*TO DO*
Copy out each line of the material below that contains the word "stone".

---*---

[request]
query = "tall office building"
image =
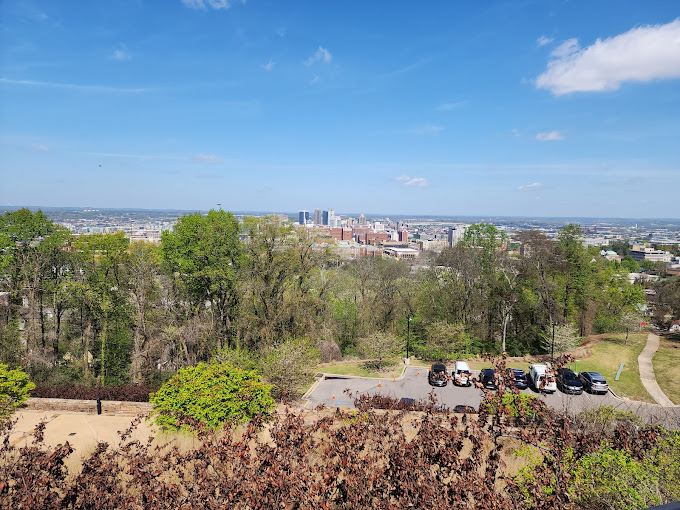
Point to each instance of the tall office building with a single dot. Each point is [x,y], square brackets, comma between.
[455,233]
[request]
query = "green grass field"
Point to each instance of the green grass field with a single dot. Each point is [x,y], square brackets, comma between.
[607,355]
[360,369]
[666,362]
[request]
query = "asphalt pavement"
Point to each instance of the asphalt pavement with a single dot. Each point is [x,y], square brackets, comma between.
[330,391]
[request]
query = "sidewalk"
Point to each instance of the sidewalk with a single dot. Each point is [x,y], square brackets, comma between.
[647,371]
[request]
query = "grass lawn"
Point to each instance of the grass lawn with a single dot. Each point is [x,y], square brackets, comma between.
[607,355]
[360,369]
[666,362]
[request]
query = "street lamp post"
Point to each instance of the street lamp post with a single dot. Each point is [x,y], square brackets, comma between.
[552,350]
[408,337]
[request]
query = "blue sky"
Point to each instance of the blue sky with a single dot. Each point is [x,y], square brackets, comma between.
[514,108]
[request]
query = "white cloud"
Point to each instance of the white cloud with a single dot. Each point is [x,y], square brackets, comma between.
[534,186]
[418,182]
[543,40]
[74,86]
[208,158]
[549,136]
[642,54]
[321,55]
[120,55]
[214,4]
[426,129]
[447,107]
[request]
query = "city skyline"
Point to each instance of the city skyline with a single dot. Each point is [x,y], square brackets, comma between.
[532,109]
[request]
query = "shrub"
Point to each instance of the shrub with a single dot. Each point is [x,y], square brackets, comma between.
[515,405]
[211,394]
[608,415]
[610,478]
[15,388]
[123,392]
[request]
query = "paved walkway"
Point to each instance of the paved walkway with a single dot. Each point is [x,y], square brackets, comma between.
[647,371]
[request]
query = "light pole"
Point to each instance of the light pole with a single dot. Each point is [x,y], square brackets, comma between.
[552,350]
[408,337]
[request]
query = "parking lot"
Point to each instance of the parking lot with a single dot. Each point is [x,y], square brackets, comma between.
[330,391]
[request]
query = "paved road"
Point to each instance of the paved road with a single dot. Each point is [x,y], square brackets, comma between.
[414,385]
[647,371]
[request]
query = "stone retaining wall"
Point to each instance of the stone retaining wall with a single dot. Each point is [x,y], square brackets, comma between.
[109,407]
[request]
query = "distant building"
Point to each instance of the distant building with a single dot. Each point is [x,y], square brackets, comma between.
[401,253]
[455,234]
[640,253]
[433,244]
[611,255]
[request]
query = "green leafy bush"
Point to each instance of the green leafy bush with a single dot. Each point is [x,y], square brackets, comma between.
[515,405]
[212,394]
[15,388]
[610,478]
[607,415]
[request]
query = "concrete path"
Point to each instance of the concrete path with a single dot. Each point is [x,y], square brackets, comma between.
[647,371]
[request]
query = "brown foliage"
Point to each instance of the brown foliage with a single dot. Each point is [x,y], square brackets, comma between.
[347,459]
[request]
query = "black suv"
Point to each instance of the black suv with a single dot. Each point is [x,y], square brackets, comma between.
[438,376]
[567,382]
[486,377]
[593,382]
[518,378]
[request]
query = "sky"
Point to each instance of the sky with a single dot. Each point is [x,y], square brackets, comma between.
[500,108]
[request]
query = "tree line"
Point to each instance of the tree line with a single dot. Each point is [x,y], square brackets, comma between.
[98,307]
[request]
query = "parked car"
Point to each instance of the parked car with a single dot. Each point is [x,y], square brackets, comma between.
[486,377]
[542,378]
[518,377]
[593,382]
[438,375]
[567,382]
[464,409]
[461,374]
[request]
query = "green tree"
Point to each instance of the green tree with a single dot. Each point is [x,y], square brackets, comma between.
[289,367]
[15,388]
[104,295]
[205,254]
[380,348]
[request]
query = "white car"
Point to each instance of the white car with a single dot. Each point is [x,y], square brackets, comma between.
[461,374]
[542,378]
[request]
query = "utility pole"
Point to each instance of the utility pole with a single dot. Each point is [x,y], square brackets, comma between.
[552,350]
[408,337]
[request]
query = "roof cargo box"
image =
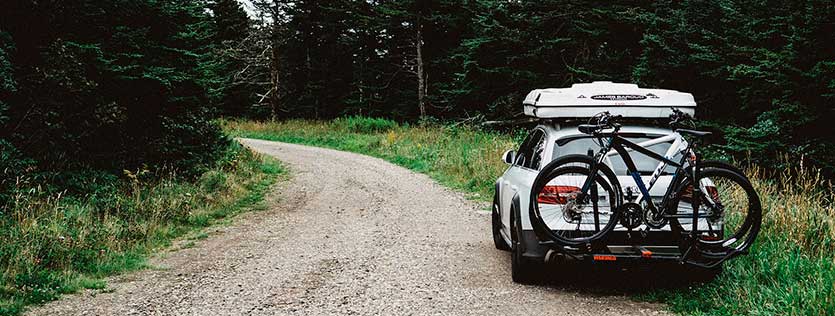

---*---

*PROBLEM SOLUTION*
query = "stone retaining wall"
Point to each instance of the stone retaining wall with a single dot. Each point is [x,y], square brackets, comma between.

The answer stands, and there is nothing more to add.